- _What to work on_
Find each line in the entries below that contains the word "green" and copy those lines.
━━ Input rows
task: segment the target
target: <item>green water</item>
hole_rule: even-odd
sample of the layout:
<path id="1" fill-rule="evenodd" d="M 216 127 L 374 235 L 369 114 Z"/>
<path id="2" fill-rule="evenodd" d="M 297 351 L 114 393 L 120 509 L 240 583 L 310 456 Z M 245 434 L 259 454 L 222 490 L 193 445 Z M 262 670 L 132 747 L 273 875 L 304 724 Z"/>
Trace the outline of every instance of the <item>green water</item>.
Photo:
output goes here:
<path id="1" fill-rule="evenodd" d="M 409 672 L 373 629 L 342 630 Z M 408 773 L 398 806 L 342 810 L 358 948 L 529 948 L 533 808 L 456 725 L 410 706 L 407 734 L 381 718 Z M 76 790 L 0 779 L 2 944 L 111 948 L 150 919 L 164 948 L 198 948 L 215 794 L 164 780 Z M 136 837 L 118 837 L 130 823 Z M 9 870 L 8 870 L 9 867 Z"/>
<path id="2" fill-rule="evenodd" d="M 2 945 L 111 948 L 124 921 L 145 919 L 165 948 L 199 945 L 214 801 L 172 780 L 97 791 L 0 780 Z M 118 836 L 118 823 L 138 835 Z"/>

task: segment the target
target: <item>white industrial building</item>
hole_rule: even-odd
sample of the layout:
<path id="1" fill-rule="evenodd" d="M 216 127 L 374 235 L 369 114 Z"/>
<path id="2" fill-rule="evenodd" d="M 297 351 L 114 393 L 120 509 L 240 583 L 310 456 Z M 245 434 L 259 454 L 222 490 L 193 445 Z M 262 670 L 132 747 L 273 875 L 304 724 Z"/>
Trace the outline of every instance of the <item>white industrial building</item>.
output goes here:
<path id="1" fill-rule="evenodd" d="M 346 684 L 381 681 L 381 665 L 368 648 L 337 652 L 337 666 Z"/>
━━━━
━━ Input rows
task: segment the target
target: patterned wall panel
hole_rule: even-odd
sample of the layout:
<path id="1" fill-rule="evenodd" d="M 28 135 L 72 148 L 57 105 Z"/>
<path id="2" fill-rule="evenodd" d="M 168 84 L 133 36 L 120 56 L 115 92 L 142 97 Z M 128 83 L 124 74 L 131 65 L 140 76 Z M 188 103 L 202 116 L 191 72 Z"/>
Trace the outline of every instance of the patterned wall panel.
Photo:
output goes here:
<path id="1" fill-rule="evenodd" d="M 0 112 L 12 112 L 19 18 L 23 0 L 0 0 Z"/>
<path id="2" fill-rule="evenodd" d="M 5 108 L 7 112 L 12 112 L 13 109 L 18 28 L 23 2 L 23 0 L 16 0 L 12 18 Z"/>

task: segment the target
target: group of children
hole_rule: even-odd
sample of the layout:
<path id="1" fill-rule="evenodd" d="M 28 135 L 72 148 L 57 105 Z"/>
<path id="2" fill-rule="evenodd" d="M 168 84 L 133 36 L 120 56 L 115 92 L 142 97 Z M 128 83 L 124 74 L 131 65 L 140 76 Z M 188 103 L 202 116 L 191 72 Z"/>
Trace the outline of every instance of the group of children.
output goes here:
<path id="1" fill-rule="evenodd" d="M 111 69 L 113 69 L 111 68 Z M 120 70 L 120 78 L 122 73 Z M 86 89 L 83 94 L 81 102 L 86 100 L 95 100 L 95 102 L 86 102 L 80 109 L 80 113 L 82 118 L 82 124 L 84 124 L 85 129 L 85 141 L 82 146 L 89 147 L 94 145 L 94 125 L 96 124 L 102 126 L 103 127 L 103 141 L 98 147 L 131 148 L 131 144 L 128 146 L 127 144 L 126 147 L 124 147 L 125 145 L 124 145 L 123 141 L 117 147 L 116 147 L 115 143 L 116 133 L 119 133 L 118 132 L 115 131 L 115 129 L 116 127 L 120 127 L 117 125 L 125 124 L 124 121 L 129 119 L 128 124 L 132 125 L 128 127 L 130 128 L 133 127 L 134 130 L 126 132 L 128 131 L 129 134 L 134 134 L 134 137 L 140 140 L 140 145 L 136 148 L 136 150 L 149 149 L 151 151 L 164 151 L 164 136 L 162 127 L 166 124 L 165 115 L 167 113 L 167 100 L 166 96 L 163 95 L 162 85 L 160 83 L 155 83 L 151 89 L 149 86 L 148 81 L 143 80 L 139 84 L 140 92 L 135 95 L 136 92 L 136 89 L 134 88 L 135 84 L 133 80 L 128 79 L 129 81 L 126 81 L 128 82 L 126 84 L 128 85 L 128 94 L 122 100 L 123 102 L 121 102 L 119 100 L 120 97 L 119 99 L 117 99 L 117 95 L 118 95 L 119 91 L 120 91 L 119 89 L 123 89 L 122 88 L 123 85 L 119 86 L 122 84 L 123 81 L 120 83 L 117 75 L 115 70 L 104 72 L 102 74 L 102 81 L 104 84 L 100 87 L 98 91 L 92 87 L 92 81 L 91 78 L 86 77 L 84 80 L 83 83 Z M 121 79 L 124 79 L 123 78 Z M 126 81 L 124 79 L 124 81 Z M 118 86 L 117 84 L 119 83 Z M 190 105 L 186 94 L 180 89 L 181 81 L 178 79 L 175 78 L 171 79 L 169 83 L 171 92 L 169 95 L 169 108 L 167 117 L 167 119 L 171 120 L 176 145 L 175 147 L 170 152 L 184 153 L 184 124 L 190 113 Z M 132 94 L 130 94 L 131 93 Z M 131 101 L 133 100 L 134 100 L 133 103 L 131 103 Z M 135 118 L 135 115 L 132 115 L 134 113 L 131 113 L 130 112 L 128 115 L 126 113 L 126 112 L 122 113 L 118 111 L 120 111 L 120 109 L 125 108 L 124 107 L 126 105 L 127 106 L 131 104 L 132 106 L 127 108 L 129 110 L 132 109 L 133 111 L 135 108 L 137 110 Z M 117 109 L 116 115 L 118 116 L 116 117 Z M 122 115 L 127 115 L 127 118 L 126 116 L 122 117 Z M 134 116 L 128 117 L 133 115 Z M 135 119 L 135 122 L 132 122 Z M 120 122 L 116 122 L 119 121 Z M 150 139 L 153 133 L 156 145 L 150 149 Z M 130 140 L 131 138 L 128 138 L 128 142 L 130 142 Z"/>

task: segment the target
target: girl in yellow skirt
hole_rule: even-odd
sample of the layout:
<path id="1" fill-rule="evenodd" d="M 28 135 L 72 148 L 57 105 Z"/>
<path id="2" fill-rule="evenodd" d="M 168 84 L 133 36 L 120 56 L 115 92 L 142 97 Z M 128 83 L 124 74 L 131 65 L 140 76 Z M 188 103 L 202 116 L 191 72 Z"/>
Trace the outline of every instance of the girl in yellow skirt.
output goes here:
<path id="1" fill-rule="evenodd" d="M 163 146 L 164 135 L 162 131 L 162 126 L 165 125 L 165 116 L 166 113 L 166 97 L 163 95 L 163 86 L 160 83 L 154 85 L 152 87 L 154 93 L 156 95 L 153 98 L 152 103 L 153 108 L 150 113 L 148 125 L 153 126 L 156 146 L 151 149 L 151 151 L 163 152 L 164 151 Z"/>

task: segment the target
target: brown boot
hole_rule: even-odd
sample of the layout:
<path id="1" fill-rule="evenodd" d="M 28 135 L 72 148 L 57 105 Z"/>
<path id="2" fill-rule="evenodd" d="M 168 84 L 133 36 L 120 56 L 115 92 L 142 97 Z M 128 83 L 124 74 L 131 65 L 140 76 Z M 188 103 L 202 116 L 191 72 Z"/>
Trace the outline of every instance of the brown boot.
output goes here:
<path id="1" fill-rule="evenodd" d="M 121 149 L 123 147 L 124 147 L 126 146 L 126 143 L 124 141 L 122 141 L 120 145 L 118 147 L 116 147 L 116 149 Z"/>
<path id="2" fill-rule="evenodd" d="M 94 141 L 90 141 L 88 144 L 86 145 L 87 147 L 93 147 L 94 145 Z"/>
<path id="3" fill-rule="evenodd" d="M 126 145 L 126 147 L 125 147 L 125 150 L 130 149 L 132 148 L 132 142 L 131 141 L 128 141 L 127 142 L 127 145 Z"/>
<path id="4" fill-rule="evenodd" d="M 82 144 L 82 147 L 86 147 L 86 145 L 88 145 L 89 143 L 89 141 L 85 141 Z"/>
━━━━
━━ Input rows
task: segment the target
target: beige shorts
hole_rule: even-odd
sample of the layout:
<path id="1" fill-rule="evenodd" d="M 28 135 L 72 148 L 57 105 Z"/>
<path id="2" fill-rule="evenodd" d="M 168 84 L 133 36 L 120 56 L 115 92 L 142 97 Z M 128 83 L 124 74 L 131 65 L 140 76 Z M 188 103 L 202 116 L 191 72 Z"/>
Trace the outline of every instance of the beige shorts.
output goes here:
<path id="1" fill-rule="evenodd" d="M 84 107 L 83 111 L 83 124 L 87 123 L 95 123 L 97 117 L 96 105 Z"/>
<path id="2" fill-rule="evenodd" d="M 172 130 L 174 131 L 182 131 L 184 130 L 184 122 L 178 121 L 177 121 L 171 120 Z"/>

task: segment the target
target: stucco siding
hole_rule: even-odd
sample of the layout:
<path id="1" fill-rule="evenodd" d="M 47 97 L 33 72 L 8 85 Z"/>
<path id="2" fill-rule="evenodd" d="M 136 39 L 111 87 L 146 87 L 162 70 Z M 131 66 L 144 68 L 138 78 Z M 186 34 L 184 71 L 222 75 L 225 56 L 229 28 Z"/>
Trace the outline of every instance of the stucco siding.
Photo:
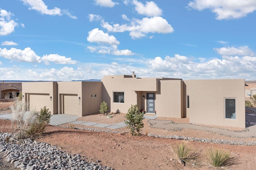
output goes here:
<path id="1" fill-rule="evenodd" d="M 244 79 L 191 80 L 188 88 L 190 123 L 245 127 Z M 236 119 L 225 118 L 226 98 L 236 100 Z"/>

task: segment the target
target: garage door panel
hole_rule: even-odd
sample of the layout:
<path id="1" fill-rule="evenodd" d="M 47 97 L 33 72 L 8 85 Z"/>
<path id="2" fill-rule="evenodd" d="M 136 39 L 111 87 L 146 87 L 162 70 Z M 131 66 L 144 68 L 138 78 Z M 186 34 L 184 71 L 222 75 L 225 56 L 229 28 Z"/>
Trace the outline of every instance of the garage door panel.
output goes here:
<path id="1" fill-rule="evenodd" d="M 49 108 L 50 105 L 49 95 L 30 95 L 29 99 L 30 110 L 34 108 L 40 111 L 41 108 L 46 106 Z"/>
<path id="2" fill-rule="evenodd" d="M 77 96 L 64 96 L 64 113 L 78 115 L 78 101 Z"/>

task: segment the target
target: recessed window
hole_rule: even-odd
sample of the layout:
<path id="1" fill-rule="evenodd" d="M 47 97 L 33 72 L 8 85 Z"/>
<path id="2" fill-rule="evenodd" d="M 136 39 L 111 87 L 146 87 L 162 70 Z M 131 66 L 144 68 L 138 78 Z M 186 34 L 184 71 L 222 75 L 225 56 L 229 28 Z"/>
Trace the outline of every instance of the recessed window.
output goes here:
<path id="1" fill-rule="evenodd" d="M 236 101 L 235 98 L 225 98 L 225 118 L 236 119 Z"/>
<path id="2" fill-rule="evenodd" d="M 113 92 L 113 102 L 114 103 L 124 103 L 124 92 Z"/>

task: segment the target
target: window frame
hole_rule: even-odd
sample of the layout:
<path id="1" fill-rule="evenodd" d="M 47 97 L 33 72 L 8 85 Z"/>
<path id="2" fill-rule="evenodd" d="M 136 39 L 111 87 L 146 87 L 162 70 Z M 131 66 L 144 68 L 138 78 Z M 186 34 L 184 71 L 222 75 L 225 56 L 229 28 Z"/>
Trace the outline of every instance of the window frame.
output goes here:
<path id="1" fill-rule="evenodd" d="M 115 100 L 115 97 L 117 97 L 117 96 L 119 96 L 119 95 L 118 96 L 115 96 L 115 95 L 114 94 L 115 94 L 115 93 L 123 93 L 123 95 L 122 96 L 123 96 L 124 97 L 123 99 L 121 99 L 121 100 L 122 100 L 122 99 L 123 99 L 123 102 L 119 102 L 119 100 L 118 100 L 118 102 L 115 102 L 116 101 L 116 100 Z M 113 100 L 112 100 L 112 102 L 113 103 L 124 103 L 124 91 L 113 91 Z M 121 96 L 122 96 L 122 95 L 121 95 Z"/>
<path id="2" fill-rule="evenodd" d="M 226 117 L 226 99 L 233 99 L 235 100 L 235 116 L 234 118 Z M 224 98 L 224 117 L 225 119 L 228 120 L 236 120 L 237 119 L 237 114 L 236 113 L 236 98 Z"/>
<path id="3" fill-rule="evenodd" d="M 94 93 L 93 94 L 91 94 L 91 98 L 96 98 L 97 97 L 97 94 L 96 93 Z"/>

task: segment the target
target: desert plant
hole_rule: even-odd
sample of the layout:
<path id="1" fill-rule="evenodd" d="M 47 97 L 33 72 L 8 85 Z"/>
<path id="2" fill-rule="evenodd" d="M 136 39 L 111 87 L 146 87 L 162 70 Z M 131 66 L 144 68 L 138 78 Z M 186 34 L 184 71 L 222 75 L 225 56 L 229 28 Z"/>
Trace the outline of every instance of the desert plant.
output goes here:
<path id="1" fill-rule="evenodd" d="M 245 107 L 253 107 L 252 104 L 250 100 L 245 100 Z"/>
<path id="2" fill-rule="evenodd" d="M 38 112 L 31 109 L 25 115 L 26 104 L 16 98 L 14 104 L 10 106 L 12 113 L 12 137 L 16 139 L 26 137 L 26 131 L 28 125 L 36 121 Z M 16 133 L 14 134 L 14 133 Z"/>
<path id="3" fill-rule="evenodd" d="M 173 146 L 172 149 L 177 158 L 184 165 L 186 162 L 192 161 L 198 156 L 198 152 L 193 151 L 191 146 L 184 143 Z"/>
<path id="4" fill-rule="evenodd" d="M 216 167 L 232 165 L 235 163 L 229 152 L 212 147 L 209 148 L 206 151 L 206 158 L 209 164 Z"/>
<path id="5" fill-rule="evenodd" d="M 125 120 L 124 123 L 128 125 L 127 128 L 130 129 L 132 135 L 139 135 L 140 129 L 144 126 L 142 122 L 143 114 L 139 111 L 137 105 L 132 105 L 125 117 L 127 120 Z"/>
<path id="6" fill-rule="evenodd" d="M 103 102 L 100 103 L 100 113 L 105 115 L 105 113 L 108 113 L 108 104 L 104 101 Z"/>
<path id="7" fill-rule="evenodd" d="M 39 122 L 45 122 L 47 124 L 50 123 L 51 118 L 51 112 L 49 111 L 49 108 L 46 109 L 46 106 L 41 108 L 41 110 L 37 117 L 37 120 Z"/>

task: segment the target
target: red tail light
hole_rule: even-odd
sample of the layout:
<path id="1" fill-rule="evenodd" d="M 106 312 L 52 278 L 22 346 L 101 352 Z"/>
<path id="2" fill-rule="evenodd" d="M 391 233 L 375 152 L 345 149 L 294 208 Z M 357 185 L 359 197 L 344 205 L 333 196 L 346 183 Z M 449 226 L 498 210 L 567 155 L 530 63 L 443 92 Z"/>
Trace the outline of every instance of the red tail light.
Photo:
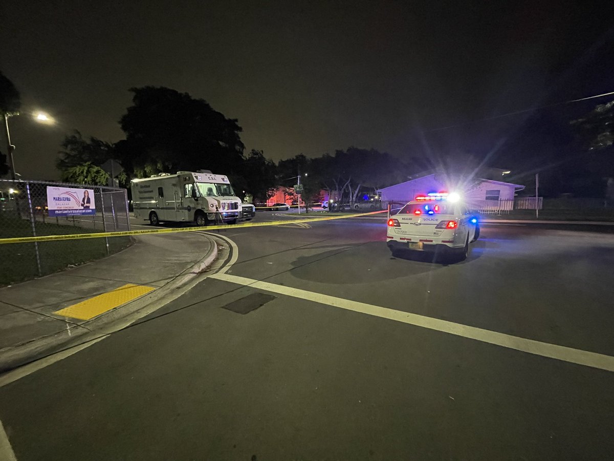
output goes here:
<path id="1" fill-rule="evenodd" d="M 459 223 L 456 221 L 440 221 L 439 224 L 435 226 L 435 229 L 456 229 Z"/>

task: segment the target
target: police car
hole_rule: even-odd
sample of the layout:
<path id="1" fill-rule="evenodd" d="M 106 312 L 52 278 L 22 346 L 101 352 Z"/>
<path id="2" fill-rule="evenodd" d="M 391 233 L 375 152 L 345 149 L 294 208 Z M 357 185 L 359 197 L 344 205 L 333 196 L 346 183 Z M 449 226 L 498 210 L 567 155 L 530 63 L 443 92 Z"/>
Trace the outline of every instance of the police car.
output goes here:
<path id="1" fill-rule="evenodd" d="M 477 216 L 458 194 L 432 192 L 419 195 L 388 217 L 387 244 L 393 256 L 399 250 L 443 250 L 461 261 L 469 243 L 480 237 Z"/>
━━━━
- _Written answer_
target: <item>green water</item>
Trace the outline of every instance of the <item>green water</item>.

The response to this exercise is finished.